Assigned task → This exercise calls for copying every line below that holds the word "rocky".

Input →
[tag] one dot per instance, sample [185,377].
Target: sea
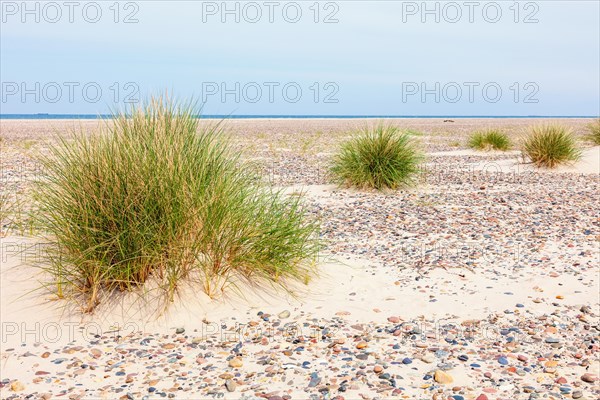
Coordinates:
[108,116]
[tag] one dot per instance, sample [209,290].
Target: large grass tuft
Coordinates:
[550,145]
[382,157]
[491,139]
[156,196]
[594,132]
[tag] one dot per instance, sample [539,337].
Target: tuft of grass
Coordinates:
[154,197]
[491,139]
[550,145]
[594,132]
[382,157]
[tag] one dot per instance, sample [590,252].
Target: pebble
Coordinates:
[230,385]
[589,378]
[442,377]
[236,362]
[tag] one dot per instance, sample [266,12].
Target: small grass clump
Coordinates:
[491,139]
[594,132]
[550,145]
[379,158]
[155,197]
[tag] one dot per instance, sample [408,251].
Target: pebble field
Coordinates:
[481,282]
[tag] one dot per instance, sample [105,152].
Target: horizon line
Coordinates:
[284,116]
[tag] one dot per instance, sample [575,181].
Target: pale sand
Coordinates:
[353,288]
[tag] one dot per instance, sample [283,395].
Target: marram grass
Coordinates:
[549,146]
[379,158]
[491,139]
[154,196]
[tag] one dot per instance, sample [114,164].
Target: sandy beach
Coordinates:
[481,282]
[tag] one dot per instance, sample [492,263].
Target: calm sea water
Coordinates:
[101,116]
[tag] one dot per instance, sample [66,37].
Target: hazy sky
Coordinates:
[304,57]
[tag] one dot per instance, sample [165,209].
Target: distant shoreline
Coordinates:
[107,116]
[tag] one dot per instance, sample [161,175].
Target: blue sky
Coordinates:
[322,58]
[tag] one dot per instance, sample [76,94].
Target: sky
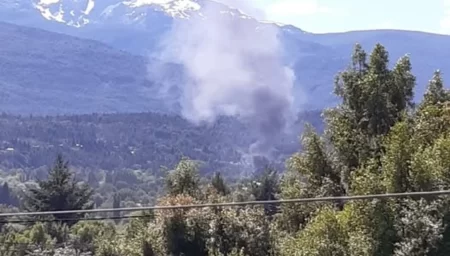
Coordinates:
[324,16]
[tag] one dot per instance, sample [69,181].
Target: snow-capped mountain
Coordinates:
[82,13]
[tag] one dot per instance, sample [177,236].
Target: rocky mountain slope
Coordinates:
[137,26]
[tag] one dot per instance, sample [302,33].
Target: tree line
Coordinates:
[376,141]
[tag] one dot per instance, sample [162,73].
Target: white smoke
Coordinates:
[233,67]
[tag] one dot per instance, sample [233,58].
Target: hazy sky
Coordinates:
[322,16]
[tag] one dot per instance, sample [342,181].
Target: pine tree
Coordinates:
[60,192]
[5,195]
[116,204]
[219,184]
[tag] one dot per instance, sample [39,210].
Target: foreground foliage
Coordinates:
[376,141]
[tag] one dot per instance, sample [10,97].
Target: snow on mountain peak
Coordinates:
[175,8]
[79,13]
[71,12]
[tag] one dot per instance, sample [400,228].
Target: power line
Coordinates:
[74,219]
[231,204]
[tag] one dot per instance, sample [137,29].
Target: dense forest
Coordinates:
[142,140]
[376,141]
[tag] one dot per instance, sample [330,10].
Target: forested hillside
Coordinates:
[376,141]
[143,140]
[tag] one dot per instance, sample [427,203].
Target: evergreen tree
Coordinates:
[60,192]
[116,204]
[5,195]
[184,179]
[219,184]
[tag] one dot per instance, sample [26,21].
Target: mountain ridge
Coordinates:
[315,58]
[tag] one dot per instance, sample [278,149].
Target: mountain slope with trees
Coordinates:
[377,141]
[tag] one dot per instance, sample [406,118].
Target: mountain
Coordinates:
[48,73]
[137,26]
[132,140]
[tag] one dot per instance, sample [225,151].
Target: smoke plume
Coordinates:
[233,67]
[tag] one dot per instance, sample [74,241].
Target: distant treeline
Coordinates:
[139,140]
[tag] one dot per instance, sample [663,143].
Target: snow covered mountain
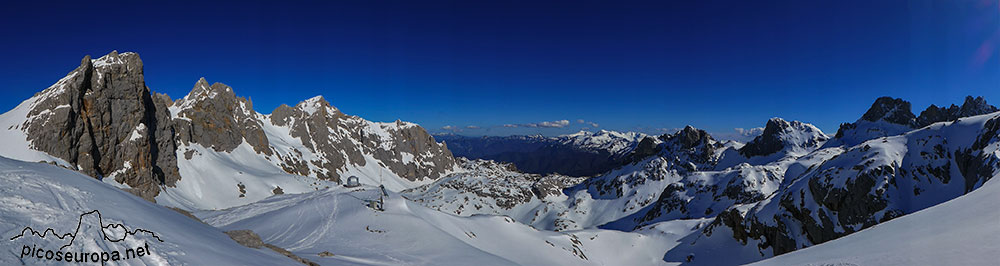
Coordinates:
[209,149]
[892,116]
[956,232]
[791,195]
[861,186]
[579,154]
[42,197]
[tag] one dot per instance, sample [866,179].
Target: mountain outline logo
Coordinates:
[101,257]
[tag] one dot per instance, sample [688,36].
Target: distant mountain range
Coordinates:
[590,198]
[580,154]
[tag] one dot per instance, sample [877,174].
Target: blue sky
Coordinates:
[530,65]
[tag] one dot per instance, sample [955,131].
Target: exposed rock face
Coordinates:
[896,111]
[213,116]
[489,187]
[102,118]
[580,154]
[869,184]
[780,135]
[971,107]
[889,117]
[338,139]
[647,147]
[696,144]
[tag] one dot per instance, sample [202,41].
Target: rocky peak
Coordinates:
[689,137]
[971,107]
[213,116]
[102,119]
[690,145]
[779,135]
[892,110]
[975,106]
[316,104]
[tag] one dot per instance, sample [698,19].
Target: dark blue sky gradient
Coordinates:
[717,65]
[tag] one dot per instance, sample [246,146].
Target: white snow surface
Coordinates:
[962,231]
[336,220]
[43,196]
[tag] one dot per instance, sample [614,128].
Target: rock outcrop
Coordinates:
[892,116]
[781,135]
[102,119]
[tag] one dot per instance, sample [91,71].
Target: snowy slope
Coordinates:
[337,221]
[862,186]
[43,196]
[14,140]
[962,231]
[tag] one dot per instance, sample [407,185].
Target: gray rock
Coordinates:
[102,118]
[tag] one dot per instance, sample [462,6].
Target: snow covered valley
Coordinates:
[143,179]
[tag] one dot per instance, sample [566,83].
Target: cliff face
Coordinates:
[103,121]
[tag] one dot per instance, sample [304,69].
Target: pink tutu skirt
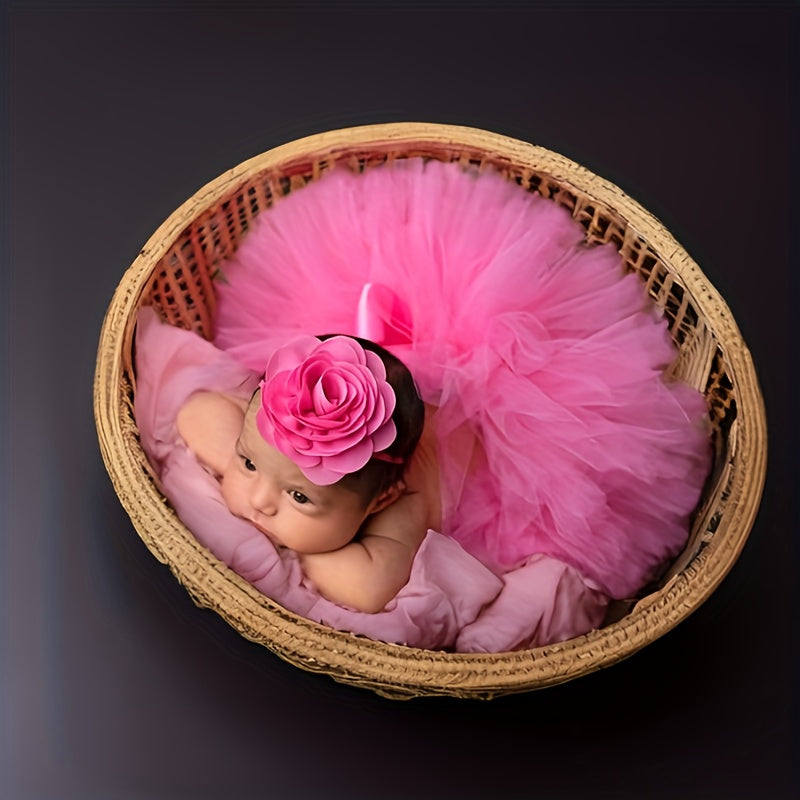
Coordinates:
[558,433]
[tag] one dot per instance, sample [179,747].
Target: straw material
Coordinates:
[175,273]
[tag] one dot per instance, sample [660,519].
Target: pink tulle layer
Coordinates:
[558,434]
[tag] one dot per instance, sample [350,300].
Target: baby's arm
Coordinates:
[210,424]
[367,573]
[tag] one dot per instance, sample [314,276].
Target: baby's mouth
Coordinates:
[271,536]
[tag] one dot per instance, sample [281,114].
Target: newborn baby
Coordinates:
[330,458]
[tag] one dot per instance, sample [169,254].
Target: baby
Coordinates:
[330,458]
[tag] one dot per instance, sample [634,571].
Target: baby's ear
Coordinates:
[386,497]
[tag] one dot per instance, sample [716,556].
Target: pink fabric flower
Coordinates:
[327,406]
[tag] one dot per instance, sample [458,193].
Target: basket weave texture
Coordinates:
[175,272]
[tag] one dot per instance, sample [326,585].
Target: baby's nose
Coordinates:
[264,496]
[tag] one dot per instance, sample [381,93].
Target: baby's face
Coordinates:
[266,488]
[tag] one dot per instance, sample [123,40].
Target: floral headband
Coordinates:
[327,406]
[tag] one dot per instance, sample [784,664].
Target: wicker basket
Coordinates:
[175,272]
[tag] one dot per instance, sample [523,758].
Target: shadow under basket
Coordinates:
[175,272]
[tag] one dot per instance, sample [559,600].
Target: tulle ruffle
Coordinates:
[558,433]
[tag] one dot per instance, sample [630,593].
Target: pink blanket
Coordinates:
[452,601]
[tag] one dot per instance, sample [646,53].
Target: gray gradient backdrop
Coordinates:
[113,684]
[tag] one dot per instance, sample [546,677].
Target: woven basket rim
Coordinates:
[398,670]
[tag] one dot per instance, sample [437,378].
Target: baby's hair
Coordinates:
[378,475]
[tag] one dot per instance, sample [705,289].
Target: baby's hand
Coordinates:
[367,573]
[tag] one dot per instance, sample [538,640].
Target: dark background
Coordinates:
[113,684]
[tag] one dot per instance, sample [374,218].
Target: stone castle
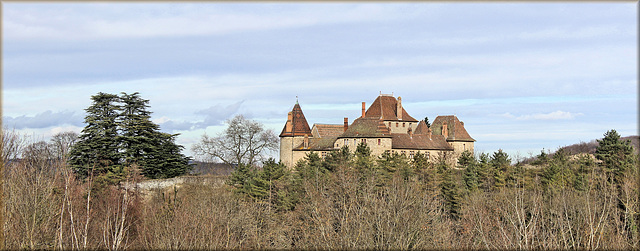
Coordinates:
[384,127]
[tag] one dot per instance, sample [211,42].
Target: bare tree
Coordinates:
[243,142]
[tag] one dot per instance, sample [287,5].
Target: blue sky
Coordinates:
[522,76]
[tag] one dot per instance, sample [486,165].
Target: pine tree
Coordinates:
[485,176]
[616,155]
[120,134]
[143,143]
[388,164]
[97,148]
[465,159]
[500,163]
[451,194]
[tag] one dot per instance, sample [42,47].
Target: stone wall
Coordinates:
[399,128]
[287,155]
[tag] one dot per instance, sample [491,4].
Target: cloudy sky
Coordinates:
[522,76]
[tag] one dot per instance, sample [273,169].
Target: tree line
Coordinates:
[69,193]
[119,134]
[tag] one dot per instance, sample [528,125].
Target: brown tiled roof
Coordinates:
[325,130]
[366,128]
[386,107]
[454,126]
[422,128]
[419,142]
[299,124]
[317,144]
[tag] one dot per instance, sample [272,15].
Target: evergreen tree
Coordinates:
[584,165]
[143,143]
[451,194]
[388,164]
[616,155]
[500,163]
[420,165]
[120,134]
[97,148]
[485,174]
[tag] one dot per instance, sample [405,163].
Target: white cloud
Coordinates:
[557,115]
[99,21]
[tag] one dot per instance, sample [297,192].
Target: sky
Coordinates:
[522,76]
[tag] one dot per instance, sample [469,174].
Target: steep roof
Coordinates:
[366,128]
[386,107]
[422,128]
[325,130]
[299,125]
[419,142]
[454,126]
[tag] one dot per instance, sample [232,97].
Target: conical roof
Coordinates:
[299,125]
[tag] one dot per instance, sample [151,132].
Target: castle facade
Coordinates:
[384,127]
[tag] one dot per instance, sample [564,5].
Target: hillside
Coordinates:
[589,147]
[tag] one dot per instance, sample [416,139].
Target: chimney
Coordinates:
[346,124]
[445,132]
[399,108]
[289,122]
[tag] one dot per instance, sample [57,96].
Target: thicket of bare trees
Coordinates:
[347,200]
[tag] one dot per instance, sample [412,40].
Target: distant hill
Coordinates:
[589,147]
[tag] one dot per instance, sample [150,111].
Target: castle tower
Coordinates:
[293,134]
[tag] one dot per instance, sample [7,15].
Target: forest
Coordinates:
[348,200]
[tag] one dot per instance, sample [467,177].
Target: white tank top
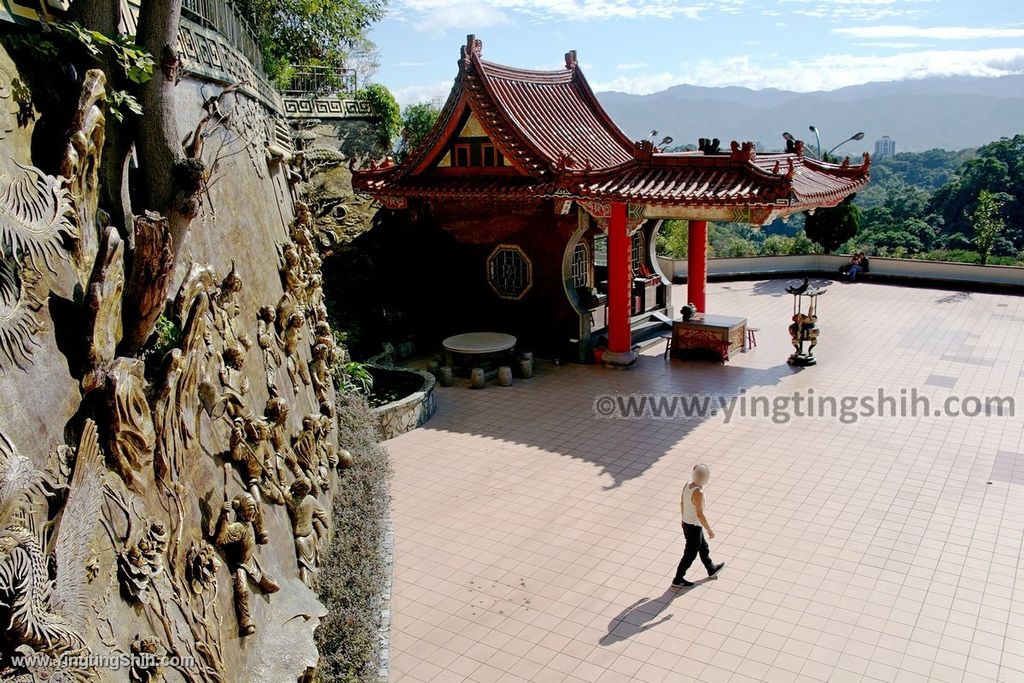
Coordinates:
[690,510]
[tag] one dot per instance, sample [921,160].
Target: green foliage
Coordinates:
[353,377]
[353,573]
[385,108]
[119,101]
[987,221]
[417,120]
[832,226]
[136,62]
[166,336]
[672,240]
[731,241]
[310,32]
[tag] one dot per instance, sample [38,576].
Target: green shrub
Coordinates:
[353,572]
[385,108]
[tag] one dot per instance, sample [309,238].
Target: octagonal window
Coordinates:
[509,271]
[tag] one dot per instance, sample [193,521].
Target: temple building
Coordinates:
[552,210]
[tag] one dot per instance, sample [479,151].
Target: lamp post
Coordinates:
[817,136]
[855,136]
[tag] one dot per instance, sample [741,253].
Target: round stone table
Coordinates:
[477,343]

Output of the exercise →
Target: rocky mountain slope
Target: rocky peak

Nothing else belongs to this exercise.